**** Supplied records ****

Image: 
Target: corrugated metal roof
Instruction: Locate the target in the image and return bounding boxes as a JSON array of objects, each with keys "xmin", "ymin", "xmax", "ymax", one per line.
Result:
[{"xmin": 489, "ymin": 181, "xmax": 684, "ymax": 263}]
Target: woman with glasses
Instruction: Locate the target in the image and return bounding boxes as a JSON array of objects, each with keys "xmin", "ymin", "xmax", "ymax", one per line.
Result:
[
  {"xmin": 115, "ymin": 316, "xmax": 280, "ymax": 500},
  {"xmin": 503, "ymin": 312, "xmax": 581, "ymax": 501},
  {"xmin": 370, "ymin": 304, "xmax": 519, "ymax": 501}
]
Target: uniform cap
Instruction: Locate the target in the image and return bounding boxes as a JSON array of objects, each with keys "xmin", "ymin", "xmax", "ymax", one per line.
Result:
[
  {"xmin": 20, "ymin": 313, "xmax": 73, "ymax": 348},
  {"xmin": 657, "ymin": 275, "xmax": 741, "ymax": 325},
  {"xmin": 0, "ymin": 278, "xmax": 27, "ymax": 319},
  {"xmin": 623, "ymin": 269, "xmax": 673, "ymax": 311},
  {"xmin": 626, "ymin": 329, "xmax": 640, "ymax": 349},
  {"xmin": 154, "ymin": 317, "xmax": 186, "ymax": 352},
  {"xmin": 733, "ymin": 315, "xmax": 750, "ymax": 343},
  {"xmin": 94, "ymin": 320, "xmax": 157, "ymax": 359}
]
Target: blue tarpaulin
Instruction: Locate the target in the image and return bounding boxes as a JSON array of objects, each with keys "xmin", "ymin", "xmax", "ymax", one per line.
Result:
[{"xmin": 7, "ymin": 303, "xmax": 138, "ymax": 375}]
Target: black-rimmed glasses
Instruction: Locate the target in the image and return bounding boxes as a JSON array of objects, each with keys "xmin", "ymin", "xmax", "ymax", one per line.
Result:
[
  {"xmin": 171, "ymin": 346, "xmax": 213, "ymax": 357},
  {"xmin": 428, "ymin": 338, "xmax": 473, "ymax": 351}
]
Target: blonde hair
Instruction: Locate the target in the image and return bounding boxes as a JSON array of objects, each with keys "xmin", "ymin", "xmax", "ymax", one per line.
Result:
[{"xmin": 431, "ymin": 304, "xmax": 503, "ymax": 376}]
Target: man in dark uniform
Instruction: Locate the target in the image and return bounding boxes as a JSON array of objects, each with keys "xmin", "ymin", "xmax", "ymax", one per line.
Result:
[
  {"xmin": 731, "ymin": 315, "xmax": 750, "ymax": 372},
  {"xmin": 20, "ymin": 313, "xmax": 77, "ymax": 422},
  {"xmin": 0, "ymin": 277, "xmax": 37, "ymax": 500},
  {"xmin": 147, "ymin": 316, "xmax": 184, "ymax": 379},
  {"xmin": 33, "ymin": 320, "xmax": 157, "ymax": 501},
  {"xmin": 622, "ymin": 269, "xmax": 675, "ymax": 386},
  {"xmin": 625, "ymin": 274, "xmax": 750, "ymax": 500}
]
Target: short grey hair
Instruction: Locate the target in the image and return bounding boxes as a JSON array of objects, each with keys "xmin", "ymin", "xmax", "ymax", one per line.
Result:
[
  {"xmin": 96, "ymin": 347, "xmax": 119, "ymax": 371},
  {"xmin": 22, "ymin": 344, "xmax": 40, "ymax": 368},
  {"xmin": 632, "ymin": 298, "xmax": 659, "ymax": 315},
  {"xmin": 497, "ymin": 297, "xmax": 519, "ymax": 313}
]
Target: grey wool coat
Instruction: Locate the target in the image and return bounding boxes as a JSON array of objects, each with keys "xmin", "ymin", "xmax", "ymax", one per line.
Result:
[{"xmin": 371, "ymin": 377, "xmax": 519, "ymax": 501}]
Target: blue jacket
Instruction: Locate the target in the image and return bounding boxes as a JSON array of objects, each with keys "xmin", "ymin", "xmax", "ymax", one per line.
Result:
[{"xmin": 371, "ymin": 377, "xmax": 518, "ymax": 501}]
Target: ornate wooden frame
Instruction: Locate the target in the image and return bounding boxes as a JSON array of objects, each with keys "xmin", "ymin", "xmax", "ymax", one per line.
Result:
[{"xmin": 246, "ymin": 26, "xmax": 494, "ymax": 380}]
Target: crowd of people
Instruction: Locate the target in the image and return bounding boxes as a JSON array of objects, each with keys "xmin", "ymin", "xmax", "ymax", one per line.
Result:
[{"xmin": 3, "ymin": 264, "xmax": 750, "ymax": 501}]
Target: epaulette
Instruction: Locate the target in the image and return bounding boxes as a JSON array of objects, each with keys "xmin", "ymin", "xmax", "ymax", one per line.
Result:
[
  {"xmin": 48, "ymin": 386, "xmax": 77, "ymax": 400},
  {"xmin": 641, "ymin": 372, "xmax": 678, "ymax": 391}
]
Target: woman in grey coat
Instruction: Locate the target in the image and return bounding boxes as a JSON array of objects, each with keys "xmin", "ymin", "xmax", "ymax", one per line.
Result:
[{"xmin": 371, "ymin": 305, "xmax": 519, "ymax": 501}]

****

Assignment: Using the entries above, tally how many lines have the word "glasses" in them; write the number and nothing more.

Written solution: 2